**Extract provided:**
This anomaly stems from Perl’s attempt to not disturb older programs that didn’t use Unicode, along with Perl’s desire to add Unicode support seamlessly. But the result turned out to not be seamless.

use feature 'unicode_strings' was added, starting in Perl v5.12, to address this problem. Check What is it people have against unicode_strings?

Properties accessible through \p{} and \P{}

https://perldoc.perl.org/perluniprops#Properties-accessible-through-%5Cp%7B%7D-and-%5CP%7B%7D

Compound forms consist of two components, separated by an equals sign or a colon. - The first component is the property name - The second component is the particular value of the property to match against

Example: \p{Script_Extensions: Greek} and \p{Script_Extensions=Greek} both mean to match characters whose Script_Extensions property value is Greek. (Script_Extensions is an improved version of the Script property.)

**Your tasks:**
a) According to the Perl Unicode notes, starting in which Perl version was use feature 'unicode_strings' added?
b) Pick up the Perl Unicode notes after their last sentence and write a few more sentences in the same manner.

**Data provided:**
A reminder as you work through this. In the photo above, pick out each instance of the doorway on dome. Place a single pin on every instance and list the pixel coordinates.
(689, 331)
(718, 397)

...

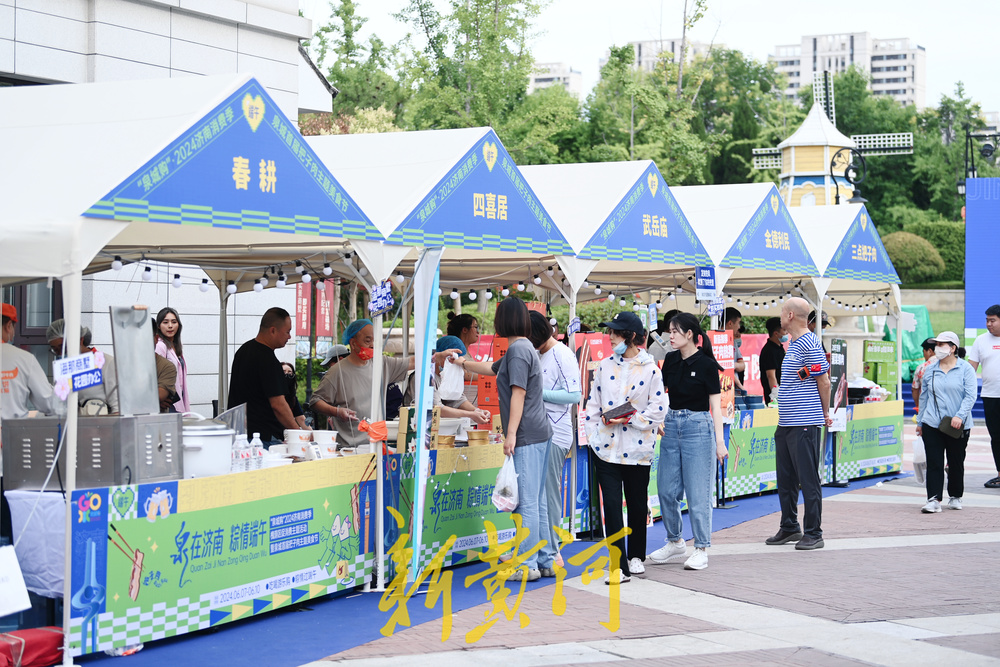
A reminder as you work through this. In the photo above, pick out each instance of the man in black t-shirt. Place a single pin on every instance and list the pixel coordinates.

**Answers to each task:**
a) Perl v5.12

b)
Single forms, like \p{Greek}, are mostly Perl-defined shortcuts for their equivalent compound forms. There are also a few Perl-defined single forms that are not shortcuts for a compound form ( \p{Word} )

Example: \p{Greek} is a just a shortcut for \p{Script_Extensions=Greek}

Perl always ignores Upper/lower case differences everywhere within the {braces}. Thus \p{Greek} means the same thing as \p{greek}.

IMPORTANT: changing the case of the p or P before the left brace completely changes the meaning of the construct, from “match” (for \p{}) to “doesn’t match” (for \P{}).

White space, hyphens, and underscores are normally ignored everywhere between the {braces}, and hence can be freely added or removed even if the /x modifier hasn’t been specified on the regular expression.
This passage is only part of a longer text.